Exercise:
All of the data below needs to be set down again, exactly as shown.

──────── Records

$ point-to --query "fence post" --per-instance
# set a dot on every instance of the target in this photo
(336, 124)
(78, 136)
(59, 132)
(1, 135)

────────────────

Your response:
$ point-to --query "fence post" --per-instance
# set a dot on every instance of the target in this photo
(336, 124)
(78, 136)
(59, 132)
(1, 135)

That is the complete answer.